WHAT THE TASK ASKS: Which of the lines below hold "cloth"? Please return each one.

MATERIAL SUPPLIED:
☆ ☆ ☆
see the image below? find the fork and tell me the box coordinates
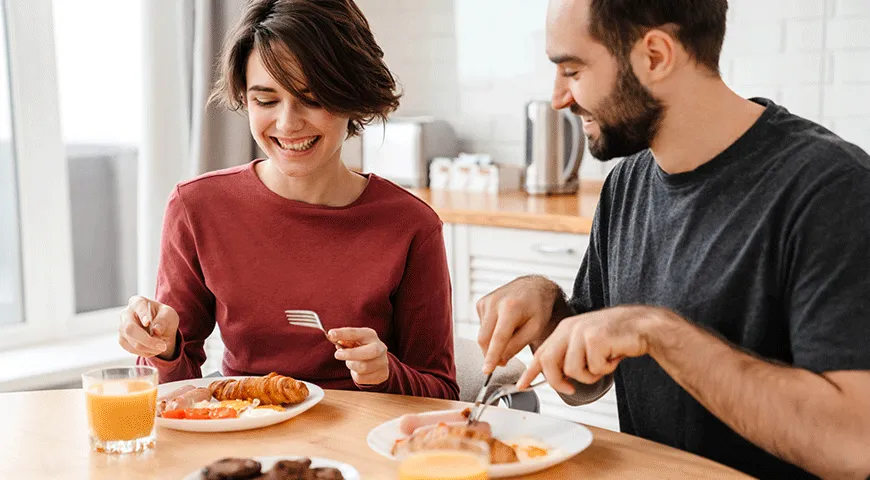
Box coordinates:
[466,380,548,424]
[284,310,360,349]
☆ ☆ ☆
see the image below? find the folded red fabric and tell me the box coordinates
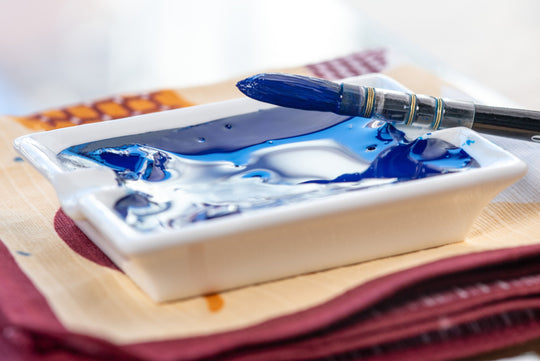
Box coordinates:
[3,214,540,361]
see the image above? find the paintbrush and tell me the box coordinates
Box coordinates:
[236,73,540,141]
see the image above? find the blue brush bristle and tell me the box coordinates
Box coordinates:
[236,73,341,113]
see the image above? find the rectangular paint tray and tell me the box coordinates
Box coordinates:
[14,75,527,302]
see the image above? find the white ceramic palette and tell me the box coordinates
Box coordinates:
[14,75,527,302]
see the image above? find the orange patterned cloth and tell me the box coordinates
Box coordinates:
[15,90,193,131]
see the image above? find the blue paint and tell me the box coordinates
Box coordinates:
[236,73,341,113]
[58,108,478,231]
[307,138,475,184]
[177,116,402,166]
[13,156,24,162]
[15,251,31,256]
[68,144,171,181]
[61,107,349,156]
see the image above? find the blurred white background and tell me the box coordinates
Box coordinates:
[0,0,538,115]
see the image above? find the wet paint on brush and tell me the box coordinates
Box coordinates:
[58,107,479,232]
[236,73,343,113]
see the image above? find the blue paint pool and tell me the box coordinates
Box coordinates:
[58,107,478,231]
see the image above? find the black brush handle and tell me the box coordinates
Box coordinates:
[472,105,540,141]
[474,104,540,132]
☆ ☆ ☆
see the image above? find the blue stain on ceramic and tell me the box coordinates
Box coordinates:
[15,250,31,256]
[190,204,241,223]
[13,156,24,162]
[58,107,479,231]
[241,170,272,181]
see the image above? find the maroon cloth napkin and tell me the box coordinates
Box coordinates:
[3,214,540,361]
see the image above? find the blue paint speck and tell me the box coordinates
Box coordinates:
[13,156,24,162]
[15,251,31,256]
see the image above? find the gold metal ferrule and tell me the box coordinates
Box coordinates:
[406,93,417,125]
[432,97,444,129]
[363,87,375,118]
☆ ☆ ☆
RESPONSE TO THE TASK:
see the image above? find the orange patterned cloth and tell me the box coordinates
see the image above? find the maroon cloth napkin and tell me the box coordinates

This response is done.